■ EXERCISE SET ■
1. In the North Korea commentary, who was the first to step forward and attack the Clinton administration's policies?
2. Decide whether each statement agrees with the North Korea commentary. Answer yes or no and quote the words that decide it. (a) Jonah Goldberg's admission appeared last Monday. (b) Rove's original midterm plan had nothing in common with the strategies of earlier elections. (c) At first, the White House led the attack on the Clinton policies itself.
3. Reproduce word for word a passage from the North Korea commentary. Begin at the words "North Korea's apparent" and stop after "blaming Bill Clinton.".

■ EXCERPT TO READ ■
****
North Korea's apparent nuclear blast exposed the incoherence not only of Bush administration foreign policy but of the Republican midterm political strategy as well. While White House underboss Karl Rove has long planned to win this November's elections on a "national security" platform questioning the strength and patriotism of the Democrats, the developments of the past several days have showed that the Republicans are in a reactive mode, unable to master the policy agenda, and reduced to flailing against their perennial target: They've reverted to blaming Bill Clinton.
Debating the Korea policy of the Clinton administration could hardly be what Rove had in mind when he designed his party's midterm strategy. His original plan, a variation on the successful blueprints used in the 2002 and 2004 elections, was to label the opposition "Defeatocrats" who would "cut and run" from the "war on terror," leaving the nation defenseless against bloodthirsty enemies. What Rove's plan obviously didn't contemplate was continually worsening circumstances in Iraq -- and stark proof of the resulting American military and diplomatic paralysis in defiant moves by North Korea and Iran. In an unusual moment of lucidity and candor, National Review's Jonah Goldberg confessed last Monday that Pyongyang's test -- although possibly a distraction from the Mark Foley mess -- undeniably represents "a failure of U.S. policy ... President Bush denounced the Axis of Evil five years ago and promised that he would do everything to keep its members from getting nukes. Well, North Korea just detonated one. Iran is well on its way to getting one. And Iraq, well, that's not quite the bright spot we hoped it would be." Not quite indeed, particularly with former pal Bob Woodward now denouncing the president for concealing the truth about Iraq from the American people and himself.
Still, it was startling to watch the Republicans respond to a boilerplate critical statement from Sen. Hillary Clinton by mounting a full-bore, multilevel assault on her husband's policies. At first, the White House refrained from "playing the blame game," as the president likes to say, and instead allowed surrogates to do the attacking. The first to step forward, unsurprisingly, was Sen. John McCain (or "Rove's poodle," as he is known without affection on a listserv I read). Speaking as if there had actually been nobody in charge at the White House, the State Department, the CIA and the Pentagon for the past five or six years, McCain excoriated the 1994 agreement negotiated between the Clinton administration and the North Korean regime as "a failure" that had rewarded Pyongyang repeatedly without achieving anything.
****
Stored records:
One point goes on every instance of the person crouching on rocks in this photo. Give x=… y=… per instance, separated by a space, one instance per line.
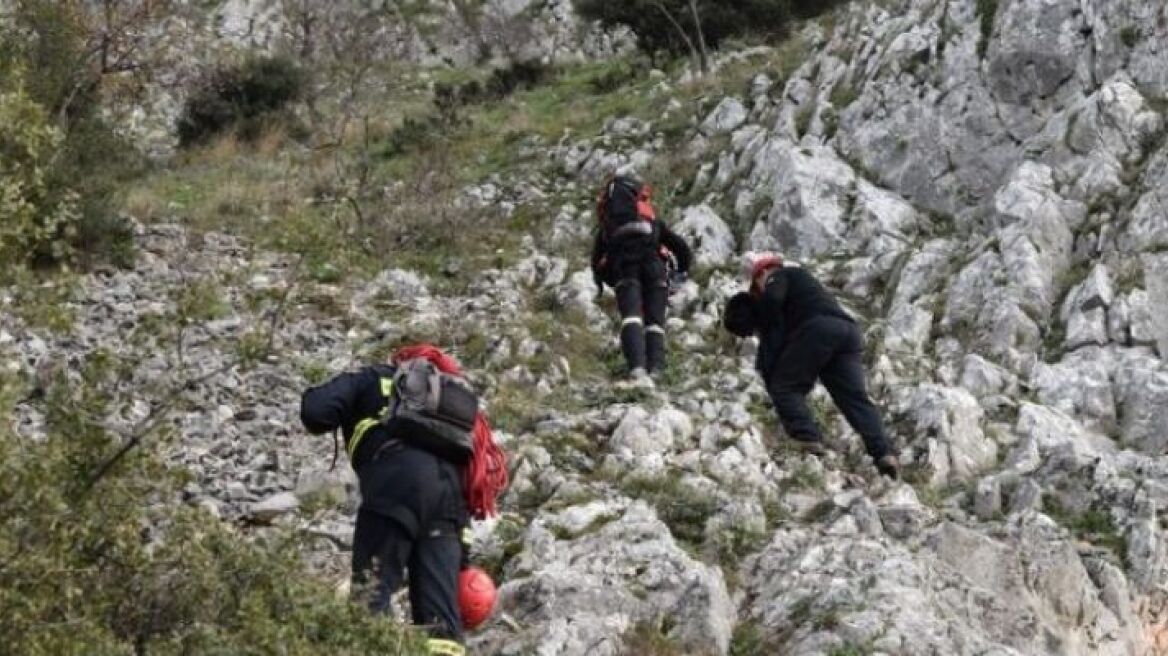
x=804 y=335
x=425 y=461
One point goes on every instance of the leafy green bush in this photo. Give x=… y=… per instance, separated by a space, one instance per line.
x=61 y=153
x=123 y=567
x=240 y=96
x=33 y=220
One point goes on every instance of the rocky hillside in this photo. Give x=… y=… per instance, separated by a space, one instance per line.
x=982 y=183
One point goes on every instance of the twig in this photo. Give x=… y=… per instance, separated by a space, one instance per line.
x=155 y=416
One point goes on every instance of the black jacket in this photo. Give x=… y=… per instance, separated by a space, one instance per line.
x=607 y=253
x=343 y=402
x=791 y=295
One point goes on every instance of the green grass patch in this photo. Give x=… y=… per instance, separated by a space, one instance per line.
x=987 y=13
x=681 y=507
x=1093 y=525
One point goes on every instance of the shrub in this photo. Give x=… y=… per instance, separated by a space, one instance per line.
x=123 y=567
x=80 y=169
x=241 y=97
x=35 y=223
x=720 y=20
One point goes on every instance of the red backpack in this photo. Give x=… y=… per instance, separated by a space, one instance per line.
x=624 y=208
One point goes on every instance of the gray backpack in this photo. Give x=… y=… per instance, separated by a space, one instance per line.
x=432 y=411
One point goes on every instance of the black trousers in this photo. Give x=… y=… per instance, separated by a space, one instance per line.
x=827 y=349
x=641 y=297
x=410 y=518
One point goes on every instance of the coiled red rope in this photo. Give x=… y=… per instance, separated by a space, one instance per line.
x=486 y=473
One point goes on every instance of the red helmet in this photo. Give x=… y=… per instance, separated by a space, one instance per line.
x=475 y=597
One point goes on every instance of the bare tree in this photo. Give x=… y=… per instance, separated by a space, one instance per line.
x=697 y=54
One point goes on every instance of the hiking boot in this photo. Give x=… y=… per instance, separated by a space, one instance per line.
x=812 y=446
x=889 y=466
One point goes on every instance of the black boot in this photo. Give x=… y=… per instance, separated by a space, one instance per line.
x=632 y=343
x=654 y=349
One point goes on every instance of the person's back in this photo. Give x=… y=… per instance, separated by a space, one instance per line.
x=627 y=256
x=805 y=336
x=417 y=489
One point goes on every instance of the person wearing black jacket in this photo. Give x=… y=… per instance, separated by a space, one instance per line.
x=805 y=335
x=412 y=506
x=634 y=264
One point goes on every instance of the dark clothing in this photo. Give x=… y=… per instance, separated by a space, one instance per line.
x=412 y=503
x=343 y=402
x=609 y=256
x=423 y=535
x=641 y=297
x=827 y=348
x=804 y=336
x=790 y=298
x=634 y=267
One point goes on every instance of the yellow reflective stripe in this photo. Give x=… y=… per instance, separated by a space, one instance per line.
x=359 y=434
x=362 y=427
x=444 y=648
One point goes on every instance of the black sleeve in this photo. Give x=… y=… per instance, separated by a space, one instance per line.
x=597 y=255
x=325 y=407
x=678 y=246
x=774 y=290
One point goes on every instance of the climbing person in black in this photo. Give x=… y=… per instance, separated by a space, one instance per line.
x=805 y=335
x=631 y=253
x=419 y=479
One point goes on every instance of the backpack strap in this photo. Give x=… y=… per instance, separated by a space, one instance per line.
x=363 y=426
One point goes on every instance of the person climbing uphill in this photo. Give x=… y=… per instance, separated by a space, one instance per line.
x=630 y=253
x=426 y=461
x=805 y=335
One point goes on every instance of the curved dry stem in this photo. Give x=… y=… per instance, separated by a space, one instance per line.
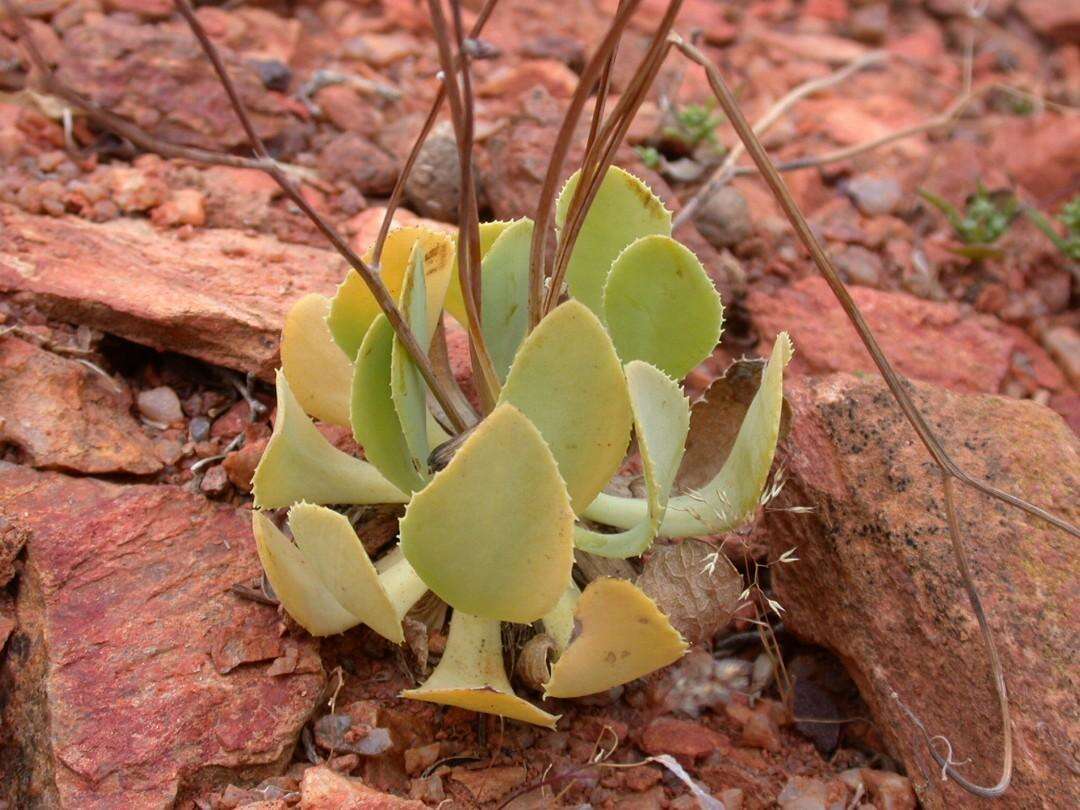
x=608 y=140
x=370 y=279
x=436 y=105
x=461 y=113
x=895 y=383
x=945 y=763
x=545 y=203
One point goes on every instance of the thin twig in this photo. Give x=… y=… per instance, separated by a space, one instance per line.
x=727 y=170
x=949 y=469
x=461 y=115
x=373 y=281
x=436 y=105
x=615 y=130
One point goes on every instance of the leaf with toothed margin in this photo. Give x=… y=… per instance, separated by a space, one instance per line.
x=315 y=367
x=623 y=211
x=299 y=464
x=505 y=286
x=661 y=421
x=296 y=583
x=491 y=534
x=623 y=636
x=375 y=422
x=471 y=674
x=331 y=547
x=567 y=380
x=661 y=307
x=407 y=388
x=353 y=307
x=488 y=233
x=732 y=496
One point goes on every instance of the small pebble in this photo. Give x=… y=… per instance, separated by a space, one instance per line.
x=160 y=405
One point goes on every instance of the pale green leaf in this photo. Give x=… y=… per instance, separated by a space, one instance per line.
x=567 y=380
x=623 y=211
x=488 y=233
x=331 y=545
x=375 y=422
x=505 y=285
x=623 y=636
x=732 y=496
x=661 y=421
x=491 y=534
x=353 y=309
x=296 y=583
x=299 y=464
x=661 y=307
x=315 y=367
x=407 y=388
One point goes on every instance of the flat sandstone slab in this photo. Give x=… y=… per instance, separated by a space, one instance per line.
x=217 y=295
x=876 y=580
x=135 y=678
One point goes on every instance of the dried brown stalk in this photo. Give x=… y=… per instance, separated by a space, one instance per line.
x=436 y=105
x=599 y=158
x=461 y=113
x=895 y=383
x=544 y=204
x=727 y=170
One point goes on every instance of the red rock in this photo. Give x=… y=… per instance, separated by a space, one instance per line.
x=64 y=416
x=877 y=583
x=240 y=464
x=177 y=96
x=513 y=81
x=184 y=206
x=343 y=107
x=220 y=296
x=490 y=783
x=930 y=341
x=324 y=790
x=684 y=739
x=1041 y=153
x=351 y=159
x=1053 y=18
x=1063 y=342
x=760 y=729
x=111 y=696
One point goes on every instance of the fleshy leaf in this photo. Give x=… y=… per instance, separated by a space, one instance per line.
x=661 y=307
x=731 y=497
x=623 y=636
x=331 y=545
x=491 y=534
x=471 y=674
x=353 y=308
x=505 y=284
x=558 y=621
x=567 y=380
x=315 y=367
x=488 y=233
x=661 y=420
x=375 y=422
x=295 y=582
x=407 y=388
x=623 y=211
x=299 y=464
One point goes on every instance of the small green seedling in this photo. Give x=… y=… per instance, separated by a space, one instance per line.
x=493 y=531
x=1069 y=243
x=984 y=220
x=692 y=125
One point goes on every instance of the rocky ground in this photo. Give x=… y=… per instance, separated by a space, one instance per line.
x=140 y=300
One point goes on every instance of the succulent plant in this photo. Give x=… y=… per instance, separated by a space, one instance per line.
x=493 y=527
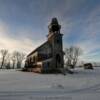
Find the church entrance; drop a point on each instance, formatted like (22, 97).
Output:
(58, 61)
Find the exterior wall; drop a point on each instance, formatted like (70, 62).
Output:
(48, 56)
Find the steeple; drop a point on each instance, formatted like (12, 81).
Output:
(54, 26)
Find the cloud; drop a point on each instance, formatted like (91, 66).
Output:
(22, 44)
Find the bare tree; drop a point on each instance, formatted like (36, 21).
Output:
(13, 59)
(4, 53)
(17, 58)
(71, 55)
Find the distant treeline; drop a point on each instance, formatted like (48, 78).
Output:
(11, 60)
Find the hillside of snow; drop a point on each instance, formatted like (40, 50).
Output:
(82, 85)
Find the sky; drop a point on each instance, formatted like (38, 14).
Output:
(24, 24)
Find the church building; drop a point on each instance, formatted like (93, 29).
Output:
(48, 57)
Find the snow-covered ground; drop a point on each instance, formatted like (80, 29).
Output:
(82, 85)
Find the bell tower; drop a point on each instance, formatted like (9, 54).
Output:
(55, 39)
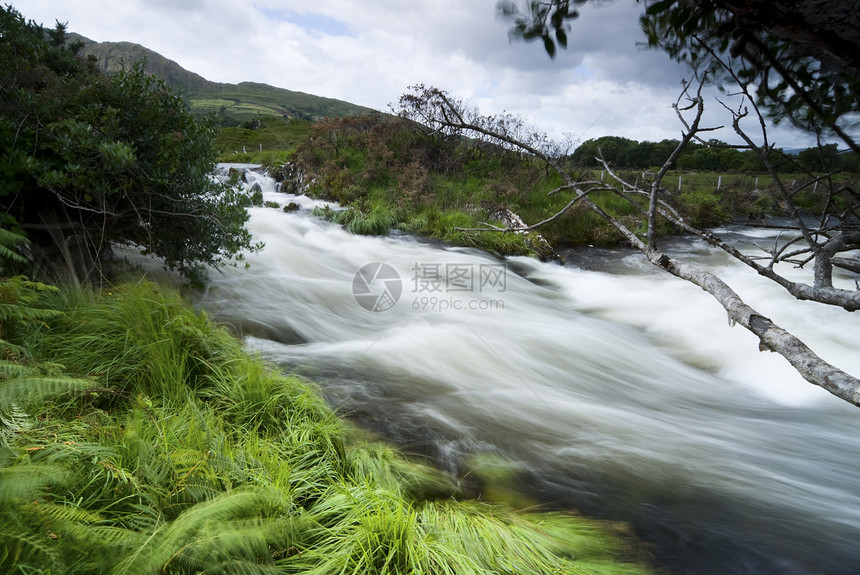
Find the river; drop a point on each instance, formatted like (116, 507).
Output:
(615, 388)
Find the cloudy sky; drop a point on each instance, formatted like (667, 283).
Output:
(369, 51)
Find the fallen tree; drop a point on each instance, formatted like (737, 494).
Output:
(835, 232)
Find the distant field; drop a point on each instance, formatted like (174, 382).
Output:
(274, 134)
(237, 111)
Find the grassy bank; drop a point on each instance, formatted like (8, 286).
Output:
(138, 437)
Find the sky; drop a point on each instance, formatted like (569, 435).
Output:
(369, 52)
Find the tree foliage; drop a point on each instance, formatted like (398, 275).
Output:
(800, 59)
(89, 161)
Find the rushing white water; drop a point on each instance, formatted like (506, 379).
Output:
(622, 390)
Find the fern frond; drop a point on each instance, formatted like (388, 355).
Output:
(27, 482)
(21, 389)
(172, 540)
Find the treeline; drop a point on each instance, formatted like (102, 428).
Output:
(90, 160)
(716, 157)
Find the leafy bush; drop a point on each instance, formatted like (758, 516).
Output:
(90, 161)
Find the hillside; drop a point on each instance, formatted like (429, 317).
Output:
(233, 103)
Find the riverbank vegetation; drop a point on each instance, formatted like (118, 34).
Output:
(390, 173)
(138, 437)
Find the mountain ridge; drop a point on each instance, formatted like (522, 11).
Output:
(232, 104)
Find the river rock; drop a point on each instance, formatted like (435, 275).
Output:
(513, 221)
(256, 193)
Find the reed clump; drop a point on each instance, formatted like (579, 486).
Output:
(139, 437)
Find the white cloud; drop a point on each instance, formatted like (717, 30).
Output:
(369, 52)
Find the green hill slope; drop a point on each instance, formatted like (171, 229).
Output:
(233, 103)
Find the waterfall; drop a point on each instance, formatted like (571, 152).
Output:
(617, 389)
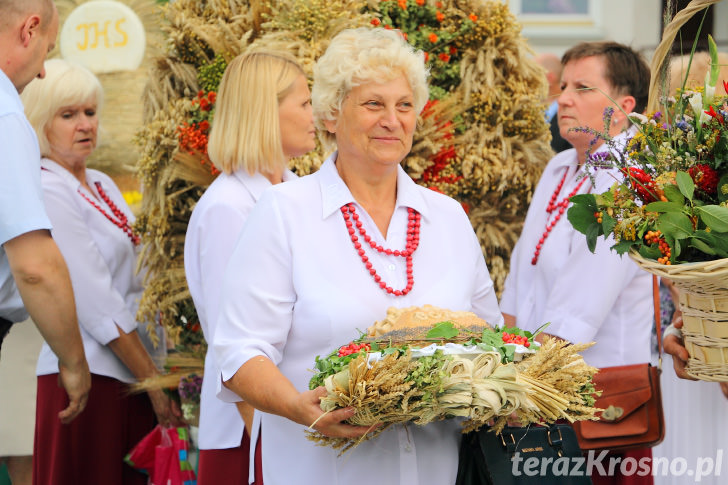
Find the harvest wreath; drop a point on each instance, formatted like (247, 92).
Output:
(425, 364)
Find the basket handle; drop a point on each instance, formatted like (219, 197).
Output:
(661, 56)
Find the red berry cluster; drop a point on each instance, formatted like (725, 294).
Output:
(353, 348)
(655, 237)
(511, 338)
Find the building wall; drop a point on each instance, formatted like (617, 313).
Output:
(633, 22)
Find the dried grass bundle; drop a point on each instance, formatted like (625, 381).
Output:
(543, 387)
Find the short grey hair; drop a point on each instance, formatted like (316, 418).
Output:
(360, 56)
(65, 84)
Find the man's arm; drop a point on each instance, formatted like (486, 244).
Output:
(42, 279)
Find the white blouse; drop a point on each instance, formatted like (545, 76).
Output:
(599, 297)
(212, 233)
(296, 288)
(102, 263)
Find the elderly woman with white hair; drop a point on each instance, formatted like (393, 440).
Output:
(298, 284)
(92, 227)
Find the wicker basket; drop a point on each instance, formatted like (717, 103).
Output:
(704, 305)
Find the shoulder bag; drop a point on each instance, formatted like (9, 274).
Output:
(534, 455)
(631, 400)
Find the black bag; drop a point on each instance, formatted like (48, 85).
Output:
(531, 455)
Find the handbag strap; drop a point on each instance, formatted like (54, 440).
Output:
(658, 325)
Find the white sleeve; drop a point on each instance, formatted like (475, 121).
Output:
(258, 295)
(100, 307)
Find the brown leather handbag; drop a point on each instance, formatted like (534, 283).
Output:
(631, 400)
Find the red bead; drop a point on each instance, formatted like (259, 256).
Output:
(552, 205)
(412, 242)
(121, 221)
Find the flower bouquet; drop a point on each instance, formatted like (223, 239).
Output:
(669, 210)
(441, 364)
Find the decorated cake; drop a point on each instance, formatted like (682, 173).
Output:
(424, 364)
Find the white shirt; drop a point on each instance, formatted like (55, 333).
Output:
(296, 288)
(102, 263)
(212, 233)
(587, 297)
(21, 197)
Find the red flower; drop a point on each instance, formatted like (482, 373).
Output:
(715, 115)
(705, 177)
(642, 184)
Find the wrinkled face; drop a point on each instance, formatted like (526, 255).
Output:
(295, 115)
(42, 42)
(376, 123)
(72, 134)
(580, 107)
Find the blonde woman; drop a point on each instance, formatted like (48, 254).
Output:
(92, 227)
(262, 119)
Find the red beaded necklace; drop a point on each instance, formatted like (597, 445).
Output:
(551, 207)
(121, 220)
(413, 240)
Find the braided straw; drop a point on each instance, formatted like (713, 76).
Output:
(661, 57)
(704, 304)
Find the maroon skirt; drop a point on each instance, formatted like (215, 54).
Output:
(229, 466)
(90, 450)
****
■ TASK-BY-TASK RESULTS ■
1. Sen. John McCain

2.
(a) Yes: "National Review's Jonah Goldberg confessed last Monday"
(b) No: "a variation on the successful blueprints used in the 2002 and 2004 elections"
(c) No: "At first, the White House refrained from "playing the blame game," as the president likes to say, and instead allowed surrogates to do the attacking."

3.
North Korea's apparent nuclear blast exposed the incoherence not only of Bush administration foreign policy but of the Republican midterm political strategy as well. While White House underboss Karl Rove has long planned to win this November's elections on a "national security" platform questioning the strength and patriotism of the Democrats, the developments of the past several days have showed that the Republicans are in a reactive mode, unable to master the policy agenda, and reduced to flailing against their perennial target: They've reverted to blaming Bill Clinton.